=== Предложенный отрывок ===

Папа же, насколько я понимаю, мучался от двойственности положения, испытывал непреходящее чувство вины, но окончательного решения не принимал. Мама умерла, оставаясь его официальной женой, с которой он, согласно еврейскому обряду, венчался у раввина.
В сложной ситуации нашей семьи театр, как это всегда бывает, разделился на два лагеря. С теми, кто был не на стороне мамы, я, разумеется, в детстве не встречалась, и никогда не видела Чечика, который появился у нас лишь после многих трагических событий и на многие годы оставался у нас в доме.
В нем уживалась лакейская услужливость и гусарская удаль. В театре его считали наушником, подозревали, что папа прислушивается к его мнению. Между тем, насколько я помню, папа никогда не следовал его, Чечикиным, советам.
Еще и сейчас мне приходится читать, что Чечик не только влиял на отца, но и был, якобы, причастен к» органам».
Чечик был трус, подхалим, картежник и порою пьяница, но никогда не принадлежал к агентам КГБ — это я знаю со всей достоверностью.
Иногда он бывал довольно остроумен. Как?то после большого приема на Станкевича, по поводу которого дверь из кухни была наглухо закрыта, а по коридору, во всю длину, протянута ковровая дорожка, принесенная из театра, мы с папой и Чечиком куда?то уходили. На лестнице Чечик лихо скинул одну галошу и глубокомысленно изрек: «Одна галоша — символ, а две — удобство…»
«Чечик хорош только своими пороками»,— говорил о нем отец.
Я заметила, что с некоторых пор недоверчивость и подозрительность стали считаться признаками ума. Возможно это дань эпохе. Во всяком случае, в России. Доверчивый человек вызывает снисходительную ухмылку современных Передоновых[2].
Назвать отца доверчивым было бы слишком однозначно. Он не доверял, а верил в людей, исходя из предпосылки, что» в каждом из нас заложено и плохое и хорошее. Весь вопрос в том, какую из этих сторон вызвать к жизни».
И люди оборачивались к нему своей» лучшей стороной», вводя отца в заблуждение относительно своих истинных качеств.
Так было и с Чечиком, и со многими другими, которые пользовались этим уникальным качеством отца — доброжелательностью.

===

Задания —
• 1. Какие пороки Чечика называет отрывок воспоминаний?
• 2. Продолжите отрывок воспоминаний об отце и Чечике после его последней фразы.
Данные здесь не используются.

=== Исходные данные ===

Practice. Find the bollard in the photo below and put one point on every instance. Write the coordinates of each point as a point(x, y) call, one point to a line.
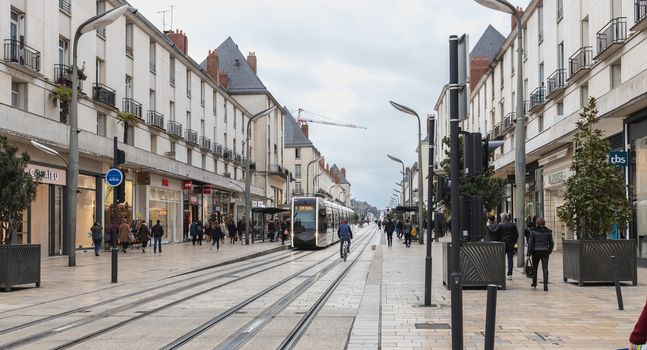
point(616, 281)
point(490, 317)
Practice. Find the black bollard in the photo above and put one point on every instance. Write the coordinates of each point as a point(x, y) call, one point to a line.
point(490, 317)
point(616, 281)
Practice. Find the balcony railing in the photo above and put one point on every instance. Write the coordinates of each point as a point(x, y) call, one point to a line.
point(581, 60)
point(104, 94)
point(155, 119)
point(191, 136)
point(131, 106)
point(63, 76)
point(217, 148)
point(64, 5)
point(174, 128)
point(614, 32)
point(22, 54)
point(205, 142)
point(556, 81)
point(640, 11)
point(537, 97)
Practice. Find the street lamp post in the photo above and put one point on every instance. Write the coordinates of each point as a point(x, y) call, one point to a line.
point(248, 175)
point(308, 173)
point(520, 129)
point(410, 111)
point(72, 184)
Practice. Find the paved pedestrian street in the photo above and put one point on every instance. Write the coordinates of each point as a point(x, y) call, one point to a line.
point(254, 297)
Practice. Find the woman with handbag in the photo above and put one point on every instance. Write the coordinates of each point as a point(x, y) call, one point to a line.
point(539, 248)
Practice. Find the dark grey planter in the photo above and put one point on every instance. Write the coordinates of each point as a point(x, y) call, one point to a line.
point(19, 264)
point(482, 263)
point(590, 261)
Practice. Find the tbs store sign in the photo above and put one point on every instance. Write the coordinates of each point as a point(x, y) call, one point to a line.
point(619, 158)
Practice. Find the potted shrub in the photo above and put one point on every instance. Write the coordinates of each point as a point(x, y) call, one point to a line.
point(20, 262)
point(594, 200)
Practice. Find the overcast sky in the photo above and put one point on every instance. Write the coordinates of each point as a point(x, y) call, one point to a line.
point(344, 60)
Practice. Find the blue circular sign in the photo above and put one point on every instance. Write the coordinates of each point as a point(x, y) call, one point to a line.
point(114, 177)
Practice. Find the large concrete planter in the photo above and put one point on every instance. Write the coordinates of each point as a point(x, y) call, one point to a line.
point(590, 261)
point(19, 264)
point(482, 263)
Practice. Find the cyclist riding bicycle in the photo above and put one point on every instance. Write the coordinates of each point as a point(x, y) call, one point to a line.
point(345, 235)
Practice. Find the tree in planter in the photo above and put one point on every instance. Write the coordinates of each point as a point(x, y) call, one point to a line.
point(127, 120)
point(595, 196)
point(489, 188)
point(17, 188)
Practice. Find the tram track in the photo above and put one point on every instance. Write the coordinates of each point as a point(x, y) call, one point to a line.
point(245, 333)
point(109, 312)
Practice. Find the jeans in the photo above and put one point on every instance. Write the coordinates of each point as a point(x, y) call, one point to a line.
point(509, 252)
point(157, 240)
point(341, 246)
point(97, 245)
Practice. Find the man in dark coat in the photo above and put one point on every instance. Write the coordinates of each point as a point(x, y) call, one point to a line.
point(509, 235)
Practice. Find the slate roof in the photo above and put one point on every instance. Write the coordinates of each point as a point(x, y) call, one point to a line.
point(242, 78)
point(489, 44)
point(293, 135)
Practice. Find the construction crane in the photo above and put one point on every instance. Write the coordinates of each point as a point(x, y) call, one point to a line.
point(301, 120)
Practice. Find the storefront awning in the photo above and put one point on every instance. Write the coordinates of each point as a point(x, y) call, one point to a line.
point(269, 210)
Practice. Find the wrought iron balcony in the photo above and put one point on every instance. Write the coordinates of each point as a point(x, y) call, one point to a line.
point(537, 98)
point(556, 82)
point(640, 15)
point(131, 106)
point(217, 149)
point(205, 142)
point(174, 128)
point(191, 136)
point(611, 37)
point(63, 76)
point(580, 63)
point(15, 52)
point(155, 119)
point(104, 94)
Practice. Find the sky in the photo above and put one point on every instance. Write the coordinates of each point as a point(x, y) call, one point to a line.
point(344, 60)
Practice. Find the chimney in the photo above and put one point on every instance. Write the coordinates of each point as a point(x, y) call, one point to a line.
point(251, 60)
point(213, 65)
point(180, 40)
point(478, 67)
point(513, 21)
point(223, 80)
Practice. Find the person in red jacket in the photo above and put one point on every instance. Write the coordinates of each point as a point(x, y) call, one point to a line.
point(639, 334)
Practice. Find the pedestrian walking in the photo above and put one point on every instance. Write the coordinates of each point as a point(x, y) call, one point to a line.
point(158, 233)
point(639, 334)
point(97, 237)
point(539, 248)
point(507, 231)
point(389, 227)
point(124, 235)
point(144, 236)
point(406, 230)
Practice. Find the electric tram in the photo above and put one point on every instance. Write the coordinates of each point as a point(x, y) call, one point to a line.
point(314, 221)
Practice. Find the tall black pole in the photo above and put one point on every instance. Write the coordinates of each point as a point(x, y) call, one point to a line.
point(115, 225)
point(431, 125)
point(456, 284)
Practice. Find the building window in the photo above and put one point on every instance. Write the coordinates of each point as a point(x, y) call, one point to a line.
point(171, 77)
point(101, 124)
point(129, 40)
point(616, 77)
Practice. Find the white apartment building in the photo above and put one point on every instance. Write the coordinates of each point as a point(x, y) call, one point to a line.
point(184, 155)
point(571, 50)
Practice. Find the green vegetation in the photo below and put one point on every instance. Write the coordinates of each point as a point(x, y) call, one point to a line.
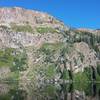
point(83, 76)
point(46, 30)
point(22, 28)
point(15, 60)
point(6, 57)
point(50, 71)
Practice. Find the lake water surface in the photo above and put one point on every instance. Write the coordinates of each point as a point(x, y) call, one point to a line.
point(49, 91)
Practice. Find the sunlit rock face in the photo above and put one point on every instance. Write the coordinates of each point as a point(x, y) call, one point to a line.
point(37, 46)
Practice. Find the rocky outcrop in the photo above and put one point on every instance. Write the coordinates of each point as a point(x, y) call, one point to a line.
point(47, 42)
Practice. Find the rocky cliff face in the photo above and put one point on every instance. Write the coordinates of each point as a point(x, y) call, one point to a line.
point(36, 44)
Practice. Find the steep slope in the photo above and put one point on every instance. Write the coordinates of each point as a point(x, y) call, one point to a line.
point(35, 45)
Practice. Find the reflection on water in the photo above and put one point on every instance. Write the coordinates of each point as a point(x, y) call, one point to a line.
point(53, 91)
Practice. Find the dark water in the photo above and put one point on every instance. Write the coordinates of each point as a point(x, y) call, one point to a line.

===

Ответы к заданиям —
• 1. Трусость, подхалимство, пристрастие к картам и порой к выпивке.

• 2.
Разумеется, все сказанное не касается Жени Левитас — истории такого рода подлежат иной классификации.
12 марта 1932 года состоялась премьера первой самостоятельной постановки Михоэлса» Спец».
Это было время, когда истерзанная ленинскими экспериментами страна корчилась в голодных судорогах, когда лютый голод скрутил уже и плодородную Украину. Чтобы как?то поправить дела, государственные умы решили прибегнуть к помощи так называемых» специалистов», то есть технической интеллигенции, знания которой можно было использовать для восстановления разрушенного народного хозяйства. Специалистов этих почти не осталось — часть их успела бежать, часть была уничтожена или ждала уничтожения.
Помню слова» Соловки» и»облава»(ныне — «обыск»), Красный Крест, постоянно произносимые шепотом у нас дома. Мама проводила целые дни в приемной Винавера{3} , хлопоча за друзей, находившихся в тюрьмах и ссылках.
Но тех, кто еще был на свободе, молодых способных выпускников институтов, стали пачками посылать за границу на повышение квалификации. Само собой разумеется, что использовав по возвращении из заграницы, их потихонечку уничтожали как» шпионов» или» врагов народа». Кампания против них уже началась и, как всякая кампания в СССР, немедленно нашла свое отражение в литературе, кино и театре.
Два еврейских писателя, Добрушин и Нусинов, написали пьесу» Спец» об инженере Берге и его неудачливой судьбе. Пьеса была слабая. Спектакль получился неудачный. Мне из всего спектакля запомнилась лишь одна деталь: белолицая как Пьеро женщина с огненно — рыжими волосами в обтягивающем черном шитье до полу сидит на диване, а рядом валяется точно такая же кукла.
Я была тогда очень мама и запомнилась мне главным образом эта кукла. Однако, отчетливо помню недовольство отца и мое смутное тревожное детские ощущение, что это недовольство связано не только с его собственной работой — роль жены Берга исполняла Женя Левитас. Берга играл отец.
В начале октября папа вернулся из гастрольной поездки. Он был растерян, подавлен, раздражен. Надо было по — новому решать жизнь. Но как? Решать каждодневные житейские проблемы он не умел, наоборот, умудрялся запутать и осложнить любую самую простую ситуацию.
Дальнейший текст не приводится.